§ **Data for this exercise**

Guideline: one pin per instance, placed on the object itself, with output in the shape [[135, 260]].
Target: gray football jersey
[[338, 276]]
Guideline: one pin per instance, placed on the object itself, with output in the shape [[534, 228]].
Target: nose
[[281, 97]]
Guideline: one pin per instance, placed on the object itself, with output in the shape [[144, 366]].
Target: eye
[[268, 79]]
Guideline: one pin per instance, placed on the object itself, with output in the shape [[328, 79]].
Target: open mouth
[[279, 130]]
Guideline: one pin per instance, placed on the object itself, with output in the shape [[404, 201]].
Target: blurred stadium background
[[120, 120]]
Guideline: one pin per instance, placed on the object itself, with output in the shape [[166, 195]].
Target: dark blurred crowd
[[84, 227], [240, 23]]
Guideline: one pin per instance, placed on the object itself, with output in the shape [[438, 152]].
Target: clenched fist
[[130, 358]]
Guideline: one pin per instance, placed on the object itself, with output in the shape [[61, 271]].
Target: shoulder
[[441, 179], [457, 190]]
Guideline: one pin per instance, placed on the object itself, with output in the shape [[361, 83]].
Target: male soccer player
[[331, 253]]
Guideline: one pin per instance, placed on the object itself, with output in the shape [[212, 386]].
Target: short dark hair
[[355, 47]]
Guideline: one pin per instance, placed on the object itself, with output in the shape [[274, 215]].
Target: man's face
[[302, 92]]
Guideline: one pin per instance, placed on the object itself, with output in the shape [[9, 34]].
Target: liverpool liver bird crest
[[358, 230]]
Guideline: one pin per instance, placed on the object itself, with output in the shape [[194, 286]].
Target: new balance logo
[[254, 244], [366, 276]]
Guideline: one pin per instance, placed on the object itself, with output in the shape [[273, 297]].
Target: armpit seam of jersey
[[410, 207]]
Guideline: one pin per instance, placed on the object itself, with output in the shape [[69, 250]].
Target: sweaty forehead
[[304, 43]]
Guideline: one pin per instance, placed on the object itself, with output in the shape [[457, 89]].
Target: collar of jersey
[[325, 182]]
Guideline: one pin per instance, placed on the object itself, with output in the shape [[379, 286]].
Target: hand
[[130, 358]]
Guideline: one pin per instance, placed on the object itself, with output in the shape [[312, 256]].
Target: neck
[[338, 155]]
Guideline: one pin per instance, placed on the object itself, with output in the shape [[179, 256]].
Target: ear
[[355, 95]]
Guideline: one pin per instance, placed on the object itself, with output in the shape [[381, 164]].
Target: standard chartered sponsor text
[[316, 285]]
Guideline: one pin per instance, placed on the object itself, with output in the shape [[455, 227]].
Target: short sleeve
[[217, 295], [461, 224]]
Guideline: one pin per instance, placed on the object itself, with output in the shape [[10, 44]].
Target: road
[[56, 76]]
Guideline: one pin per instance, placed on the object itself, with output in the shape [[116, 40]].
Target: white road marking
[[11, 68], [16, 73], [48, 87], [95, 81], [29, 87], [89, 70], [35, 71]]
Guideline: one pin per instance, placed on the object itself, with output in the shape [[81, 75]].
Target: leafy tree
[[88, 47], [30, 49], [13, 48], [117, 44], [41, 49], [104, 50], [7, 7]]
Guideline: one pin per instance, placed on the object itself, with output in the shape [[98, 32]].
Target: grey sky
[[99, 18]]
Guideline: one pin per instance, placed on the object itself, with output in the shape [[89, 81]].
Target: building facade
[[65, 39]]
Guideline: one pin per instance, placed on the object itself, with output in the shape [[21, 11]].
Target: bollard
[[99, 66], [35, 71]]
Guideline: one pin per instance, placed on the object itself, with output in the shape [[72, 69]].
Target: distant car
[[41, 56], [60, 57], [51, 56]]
---
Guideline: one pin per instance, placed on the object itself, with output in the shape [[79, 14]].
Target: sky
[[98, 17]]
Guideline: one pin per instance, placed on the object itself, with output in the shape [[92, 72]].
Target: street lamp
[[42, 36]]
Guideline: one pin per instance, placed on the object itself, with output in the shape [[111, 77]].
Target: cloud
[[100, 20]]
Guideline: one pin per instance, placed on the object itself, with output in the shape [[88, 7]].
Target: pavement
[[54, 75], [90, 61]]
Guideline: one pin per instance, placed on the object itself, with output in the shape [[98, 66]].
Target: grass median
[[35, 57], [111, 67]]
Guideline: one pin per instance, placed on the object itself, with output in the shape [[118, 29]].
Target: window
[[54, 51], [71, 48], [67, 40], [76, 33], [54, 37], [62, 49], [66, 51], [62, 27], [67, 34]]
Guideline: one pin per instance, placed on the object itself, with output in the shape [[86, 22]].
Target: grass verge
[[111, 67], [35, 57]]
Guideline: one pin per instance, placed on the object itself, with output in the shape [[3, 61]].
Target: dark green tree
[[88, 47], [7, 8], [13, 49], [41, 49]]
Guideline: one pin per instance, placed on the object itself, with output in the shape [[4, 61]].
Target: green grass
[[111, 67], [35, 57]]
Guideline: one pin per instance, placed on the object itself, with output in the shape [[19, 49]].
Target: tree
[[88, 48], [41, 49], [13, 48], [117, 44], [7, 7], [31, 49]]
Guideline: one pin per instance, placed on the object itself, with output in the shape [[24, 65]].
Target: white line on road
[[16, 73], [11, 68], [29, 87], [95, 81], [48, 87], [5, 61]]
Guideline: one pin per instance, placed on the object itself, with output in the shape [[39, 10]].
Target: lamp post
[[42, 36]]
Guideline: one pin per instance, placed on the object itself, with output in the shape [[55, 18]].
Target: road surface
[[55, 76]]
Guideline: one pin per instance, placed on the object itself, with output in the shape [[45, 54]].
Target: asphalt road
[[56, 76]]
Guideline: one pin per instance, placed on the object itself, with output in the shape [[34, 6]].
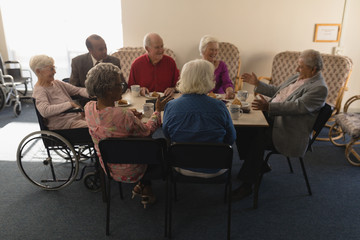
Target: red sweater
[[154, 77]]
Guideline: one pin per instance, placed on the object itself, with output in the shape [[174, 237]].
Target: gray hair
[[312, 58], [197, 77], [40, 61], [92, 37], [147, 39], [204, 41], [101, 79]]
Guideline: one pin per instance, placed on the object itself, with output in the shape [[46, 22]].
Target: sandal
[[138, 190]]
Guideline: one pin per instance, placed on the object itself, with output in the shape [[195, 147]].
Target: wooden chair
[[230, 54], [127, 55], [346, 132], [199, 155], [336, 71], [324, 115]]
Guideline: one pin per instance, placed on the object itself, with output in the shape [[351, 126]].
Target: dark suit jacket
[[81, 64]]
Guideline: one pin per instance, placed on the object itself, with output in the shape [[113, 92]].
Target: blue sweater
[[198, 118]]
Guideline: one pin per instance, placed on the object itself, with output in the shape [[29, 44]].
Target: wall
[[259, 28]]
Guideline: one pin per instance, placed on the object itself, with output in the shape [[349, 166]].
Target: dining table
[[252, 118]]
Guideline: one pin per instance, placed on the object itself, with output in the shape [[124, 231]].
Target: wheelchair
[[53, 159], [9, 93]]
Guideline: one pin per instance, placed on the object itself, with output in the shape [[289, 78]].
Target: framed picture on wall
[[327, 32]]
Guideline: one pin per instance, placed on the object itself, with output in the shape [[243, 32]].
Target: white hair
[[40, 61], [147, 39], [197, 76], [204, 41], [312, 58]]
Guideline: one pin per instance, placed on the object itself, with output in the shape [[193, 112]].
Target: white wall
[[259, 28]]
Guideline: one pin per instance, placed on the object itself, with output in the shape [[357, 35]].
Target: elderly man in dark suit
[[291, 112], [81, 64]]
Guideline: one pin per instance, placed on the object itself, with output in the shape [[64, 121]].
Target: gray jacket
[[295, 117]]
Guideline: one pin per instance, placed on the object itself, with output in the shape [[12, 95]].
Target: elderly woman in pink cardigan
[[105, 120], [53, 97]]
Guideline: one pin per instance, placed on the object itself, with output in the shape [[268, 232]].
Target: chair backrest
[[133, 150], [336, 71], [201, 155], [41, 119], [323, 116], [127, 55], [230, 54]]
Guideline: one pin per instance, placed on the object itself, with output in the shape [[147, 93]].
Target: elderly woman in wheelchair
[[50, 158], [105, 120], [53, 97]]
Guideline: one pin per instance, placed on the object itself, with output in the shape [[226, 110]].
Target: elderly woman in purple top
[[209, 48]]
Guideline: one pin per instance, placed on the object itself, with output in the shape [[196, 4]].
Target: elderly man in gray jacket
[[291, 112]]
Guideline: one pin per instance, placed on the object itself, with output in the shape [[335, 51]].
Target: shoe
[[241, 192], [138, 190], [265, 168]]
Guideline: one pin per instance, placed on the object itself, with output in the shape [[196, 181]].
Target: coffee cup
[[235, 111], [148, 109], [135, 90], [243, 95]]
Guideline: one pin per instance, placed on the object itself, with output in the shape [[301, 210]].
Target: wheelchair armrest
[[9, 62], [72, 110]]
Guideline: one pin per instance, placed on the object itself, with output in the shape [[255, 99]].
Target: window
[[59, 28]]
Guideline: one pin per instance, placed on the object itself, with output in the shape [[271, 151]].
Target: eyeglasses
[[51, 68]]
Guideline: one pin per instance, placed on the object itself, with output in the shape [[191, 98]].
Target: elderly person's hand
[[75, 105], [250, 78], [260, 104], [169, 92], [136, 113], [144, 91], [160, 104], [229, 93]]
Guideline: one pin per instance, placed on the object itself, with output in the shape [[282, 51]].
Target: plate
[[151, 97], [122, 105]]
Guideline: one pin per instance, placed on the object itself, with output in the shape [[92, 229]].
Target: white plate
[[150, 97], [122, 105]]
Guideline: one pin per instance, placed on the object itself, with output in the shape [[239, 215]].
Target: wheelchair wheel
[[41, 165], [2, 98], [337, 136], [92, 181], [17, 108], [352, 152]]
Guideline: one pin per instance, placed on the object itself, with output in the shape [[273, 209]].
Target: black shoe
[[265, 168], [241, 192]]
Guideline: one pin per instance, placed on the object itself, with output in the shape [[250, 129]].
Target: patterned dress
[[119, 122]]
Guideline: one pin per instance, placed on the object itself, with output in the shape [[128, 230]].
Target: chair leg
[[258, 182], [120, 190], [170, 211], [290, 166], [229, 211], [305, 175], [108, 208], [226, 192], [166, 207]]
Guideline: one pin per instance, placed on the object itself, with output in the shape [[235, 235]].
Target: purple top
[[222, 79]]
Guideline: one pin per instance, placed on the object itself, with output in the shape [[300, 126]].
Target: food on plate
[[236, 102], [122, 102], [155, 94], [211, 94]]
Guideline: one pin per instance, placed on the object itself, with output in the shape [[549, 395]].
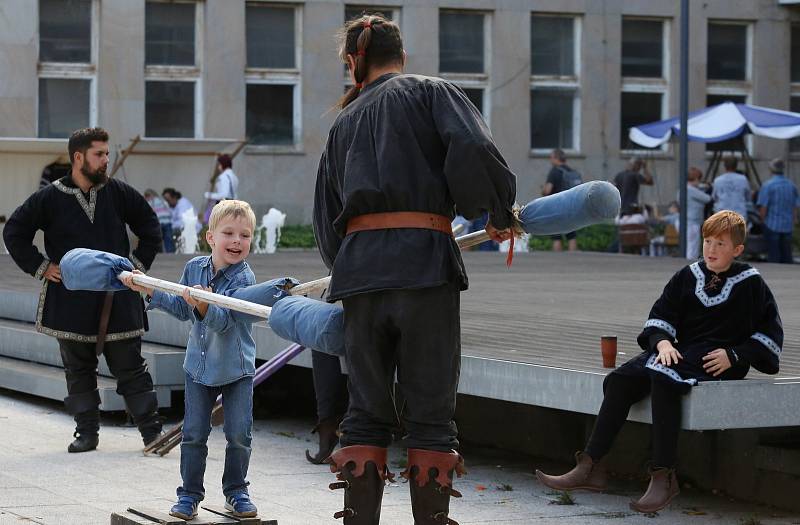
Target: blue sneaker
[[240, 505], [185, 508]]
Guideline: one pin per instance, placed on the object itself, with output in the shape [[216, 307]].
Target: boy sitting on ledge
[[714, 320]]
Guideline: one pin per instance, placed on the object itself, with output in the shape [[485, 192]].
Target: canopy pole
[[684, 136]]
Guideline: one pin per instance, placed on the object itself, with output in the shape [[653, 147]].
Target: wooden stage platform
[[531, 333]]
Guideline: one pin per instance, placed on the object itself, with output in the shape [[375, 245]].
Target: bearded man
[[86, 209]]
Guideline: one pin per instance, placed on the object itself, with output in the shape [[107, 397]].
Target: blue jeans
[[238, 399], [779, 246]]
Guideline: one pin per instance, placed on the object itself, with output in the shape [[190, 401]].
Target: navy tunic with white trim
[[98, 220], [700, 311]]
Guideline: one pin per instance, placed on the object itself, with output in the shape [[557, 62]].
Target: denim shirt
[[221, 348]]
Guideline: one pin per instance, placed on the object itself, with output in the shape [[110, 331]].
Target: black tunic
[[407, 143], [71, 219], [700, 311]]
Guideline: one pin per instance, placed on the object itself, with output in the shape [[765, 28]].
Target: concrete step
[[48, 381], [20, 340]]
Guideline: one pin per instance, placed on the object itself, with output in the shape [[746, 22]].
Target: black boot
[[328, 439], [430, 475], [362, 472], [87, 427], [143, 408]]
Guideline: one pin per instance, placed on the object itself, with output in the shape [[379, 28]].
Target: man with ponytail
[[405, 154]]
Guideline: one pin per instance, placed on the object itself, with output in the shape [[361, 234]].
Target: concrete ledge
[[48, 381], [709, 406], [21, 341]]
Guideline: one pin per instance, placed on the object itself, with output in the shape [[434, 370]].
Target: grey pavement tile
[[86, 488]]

§ **What is expected**
Pull every line containing the word "white" from the records above. Copy each one as it appears.

§ **Problem solution**
Target: white road marking
Target: white line on road
Target: white hair
Target: white wall
Target: white plate
Target: navy tunic with white trim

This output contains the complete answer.